**Activity list:**
1. In the Vermont Yankee text, substitute "By contrast" for "Conversely" and give the passage starting at "To avoid any" and ending at "the current contract.".
2. Shorten the paragraph of the Vermont Yankee text that begins "One example suffices here," keeping its main facts.
3. List every all-capital abbreviation that appears in the Vermont Yankee text.
====== Document excerpt
To avoid any possible confusion, I also want to note here that Vermont Yankee’s current price contracts end with the termination of its existing license in March of 2012. Currently, there are no contracts for power purchases after that date.  Conversely, the RSA begins only with the start of the new license, and then covers a ten-year period.  It has no bearing at all on the current contract.

[3] A DPS analyst included a so-called “retail adder” when he should not have.  This erroneously added 11% to the figures his spreadsheet generated.

[4] One example suffices here.  On December 22, 2008, Jay Thayer wrote to the Board, explaining that while a negotiated contract had been promised for that day, no contracts had been signed and none were necessary.  In particular, on the 2nd page of his letter, he asserts: “It should be evident that the value embedded in the Revenue Sharing Clause in and of itself provides sufficient economic justification for the Board to issue a CPG in Docket No. 7440.”
============
====== Extracted information
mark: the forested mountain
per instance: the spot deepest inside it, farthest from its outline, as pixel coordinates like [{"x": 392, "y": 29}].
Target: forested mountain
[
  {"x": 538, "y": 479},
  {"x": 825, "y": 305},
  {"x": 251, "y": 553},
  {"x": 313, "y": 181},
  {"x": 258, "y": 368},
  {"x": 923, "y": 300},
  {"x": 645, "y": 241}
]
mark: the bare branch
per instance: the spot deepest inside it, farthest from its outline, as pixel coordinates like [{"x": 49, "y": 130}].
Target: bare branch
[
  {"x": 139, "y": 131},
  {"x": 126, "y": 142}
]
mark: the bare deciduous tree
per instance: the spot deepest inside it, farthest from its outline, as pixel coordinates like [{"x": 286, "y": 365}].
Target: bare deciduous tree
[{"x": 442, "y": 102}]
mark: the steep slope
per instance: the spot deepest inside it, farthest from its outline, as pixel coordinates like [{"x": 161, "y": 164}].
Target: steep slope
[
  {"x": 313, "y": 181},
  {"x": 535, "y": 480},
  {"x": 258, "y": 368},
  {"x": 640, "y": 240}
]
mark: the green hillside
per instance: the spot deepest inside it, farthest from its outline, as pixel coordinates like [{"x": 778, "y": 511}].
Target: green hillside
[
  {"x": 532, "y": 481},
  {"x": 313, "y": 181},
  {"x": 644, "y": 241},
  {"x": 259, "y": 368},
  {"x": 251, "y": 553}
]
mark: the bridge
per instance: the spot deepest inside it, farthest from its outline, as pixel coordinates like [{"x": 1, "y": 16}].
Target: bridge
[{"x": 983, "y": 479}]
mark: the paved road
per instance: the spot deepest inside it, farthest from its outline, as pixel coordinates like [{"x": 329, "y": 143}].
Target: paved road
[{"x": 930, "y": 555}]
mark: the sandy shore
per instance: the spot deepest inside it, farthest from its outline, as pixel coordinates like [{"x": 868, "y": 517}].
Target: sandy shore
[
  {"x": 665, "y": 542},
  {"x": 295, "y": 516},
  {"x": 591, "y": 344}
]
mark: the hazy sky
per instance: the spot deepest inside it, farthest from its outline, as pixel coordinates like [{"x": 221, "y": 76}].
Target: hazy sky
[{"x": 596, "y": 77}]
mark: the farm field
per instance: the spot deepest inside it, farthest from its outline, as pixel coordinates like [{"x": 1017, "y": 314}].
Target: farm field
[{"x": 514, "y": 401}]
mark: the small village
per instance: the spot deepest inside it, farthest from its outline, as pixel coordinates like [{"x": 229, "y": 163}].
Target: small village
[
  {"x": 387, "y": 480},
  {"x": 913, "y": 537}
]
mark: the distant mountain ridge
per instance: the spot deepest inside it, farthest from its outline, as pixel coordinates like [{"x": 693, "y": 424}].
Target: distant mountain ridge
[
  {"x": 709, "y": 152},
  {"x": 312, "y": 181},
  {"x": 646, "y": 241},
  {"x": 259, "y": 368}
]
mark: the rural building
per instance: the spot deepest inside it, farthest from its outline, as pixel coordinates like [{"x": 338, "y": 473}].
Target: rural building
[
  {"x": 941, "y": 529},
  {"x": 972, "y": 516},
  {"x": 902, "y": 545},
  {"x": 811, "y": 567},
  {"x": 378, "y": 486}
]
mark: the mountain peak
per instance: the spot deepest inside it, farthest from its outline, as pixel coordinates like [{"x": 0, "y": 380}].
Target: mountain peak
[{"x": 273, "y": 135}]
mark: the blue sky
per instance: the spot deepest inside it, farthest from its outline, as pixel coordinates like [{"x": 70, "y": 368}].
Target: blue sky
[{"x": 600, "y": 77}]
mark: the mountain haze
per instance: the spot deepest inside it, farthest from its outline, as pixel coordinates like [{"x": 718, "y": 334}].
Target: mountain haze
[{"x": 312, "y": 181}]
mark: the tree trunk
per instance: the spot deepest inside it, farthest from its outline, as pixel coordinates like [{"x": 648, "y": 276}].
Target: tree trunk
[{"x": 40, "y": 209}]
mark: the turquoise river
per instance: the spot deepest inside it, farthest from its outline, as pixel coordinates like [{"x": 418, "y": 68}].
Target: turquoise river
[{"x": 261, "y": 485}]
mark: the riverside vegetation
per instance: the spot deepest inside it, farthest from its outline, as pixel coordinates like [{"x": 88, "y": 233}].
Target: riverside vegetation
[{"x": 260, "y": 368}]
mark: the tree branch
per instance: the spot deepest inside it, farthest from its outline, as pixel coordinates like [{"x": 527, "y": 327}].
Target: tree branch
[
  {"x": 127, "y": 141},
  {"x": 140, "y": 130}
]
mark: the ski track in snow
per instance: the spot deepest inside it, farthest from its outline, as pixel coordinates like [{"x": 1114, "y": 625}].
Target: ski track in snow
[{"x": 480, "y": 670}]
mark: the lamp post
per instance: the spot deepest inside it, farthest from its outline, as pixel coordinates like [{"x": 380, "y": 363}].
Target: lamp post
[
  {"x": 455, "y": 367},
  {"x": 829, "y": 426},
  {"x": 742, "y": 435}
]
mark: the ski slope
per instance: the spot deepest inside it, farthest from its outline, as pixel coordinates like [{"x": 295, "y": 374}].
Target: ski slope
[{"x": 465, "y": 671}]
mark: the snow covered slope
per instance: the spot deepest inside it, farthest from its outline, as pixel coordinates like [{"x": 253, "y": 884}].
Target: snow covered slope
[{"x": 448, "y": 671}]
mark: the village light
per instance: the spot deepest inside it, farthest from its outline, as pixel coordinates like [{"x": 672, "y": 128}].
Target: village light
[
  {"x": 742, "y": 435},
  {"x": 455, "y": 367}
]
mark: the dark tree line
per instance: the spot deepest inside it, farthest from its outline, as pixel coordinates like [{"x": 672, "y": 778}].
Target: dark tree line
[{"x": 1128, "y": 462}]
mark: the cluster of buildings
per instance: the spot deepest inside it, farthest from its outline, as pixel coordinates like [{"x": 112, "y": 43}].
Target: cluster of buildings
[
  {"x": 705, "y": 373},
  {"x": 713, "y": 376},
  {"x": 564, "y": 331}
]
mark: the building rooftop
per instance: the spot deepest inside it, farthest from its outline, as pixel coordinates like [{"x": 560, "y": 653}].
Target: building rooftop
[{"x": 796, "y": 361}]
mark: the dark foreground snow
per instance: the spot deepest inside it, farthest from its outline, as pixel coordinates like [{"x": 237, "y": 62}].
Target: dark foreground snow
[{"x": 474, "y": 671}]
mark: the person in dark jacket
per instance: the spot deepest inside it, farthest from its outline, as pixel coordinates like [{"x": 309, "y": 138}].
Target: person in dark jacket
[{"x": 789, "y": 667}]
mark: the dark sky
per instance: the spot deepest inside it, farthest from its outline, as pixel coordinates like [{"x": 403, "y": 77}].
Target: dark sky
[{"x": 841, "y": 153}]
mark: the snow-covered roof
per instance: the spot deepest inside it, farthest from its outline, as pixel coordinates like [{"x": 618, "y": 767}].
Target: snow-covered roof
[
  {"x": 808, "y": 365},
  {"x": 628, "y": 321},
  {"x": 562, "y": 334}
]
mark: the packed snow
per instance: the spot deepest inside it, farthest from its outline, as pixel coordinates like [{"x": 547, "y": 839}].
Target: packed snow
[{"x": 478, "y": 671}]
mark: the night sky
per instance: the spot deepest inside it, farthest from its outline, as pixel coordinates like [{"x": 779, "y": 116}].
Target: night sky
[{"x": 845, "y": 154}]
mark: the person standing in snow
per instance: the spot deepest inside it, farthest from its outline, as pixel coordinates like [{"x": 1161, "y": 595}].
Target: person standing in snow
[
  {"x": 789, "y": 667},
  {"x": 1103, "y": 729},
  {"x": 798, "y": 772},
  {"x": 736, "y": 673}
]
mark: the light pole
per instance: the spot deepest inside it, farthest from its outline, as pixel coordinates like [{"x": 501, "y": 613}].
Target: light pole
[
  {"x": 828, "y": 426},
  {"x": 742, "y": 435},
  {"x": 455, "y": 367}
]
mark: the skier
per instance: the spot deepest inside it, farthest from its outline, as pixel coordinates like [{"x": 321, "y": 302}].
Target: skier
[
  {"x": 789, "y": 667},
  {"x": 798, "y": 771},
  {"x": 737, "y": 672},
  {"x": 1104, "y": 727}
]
============
**Task solutions:**
1.
To avoid any possible confusion, I also want to note here that Vermont Yankee’s current price contracts end with the termination of its existing license in March of 2012. Currently, there are no contracts for power purchases after that date.  By contrast, the RSA begins only with the start of the new license, and then covers a ten-year period.  It has no bearing at all on the current contract.

2. On December 22, 2008, Jay Thayer wrote to the Board that although a negotiated contract had been promised for that day, no contracts had been signed and none were necessary. On page 2 of the letter, he argued that the value in the Revenue Sharing Clause alone gave the Board enough economic justification to issue a CPG in Docket No. 7440.

3. RSA, DPS, CPG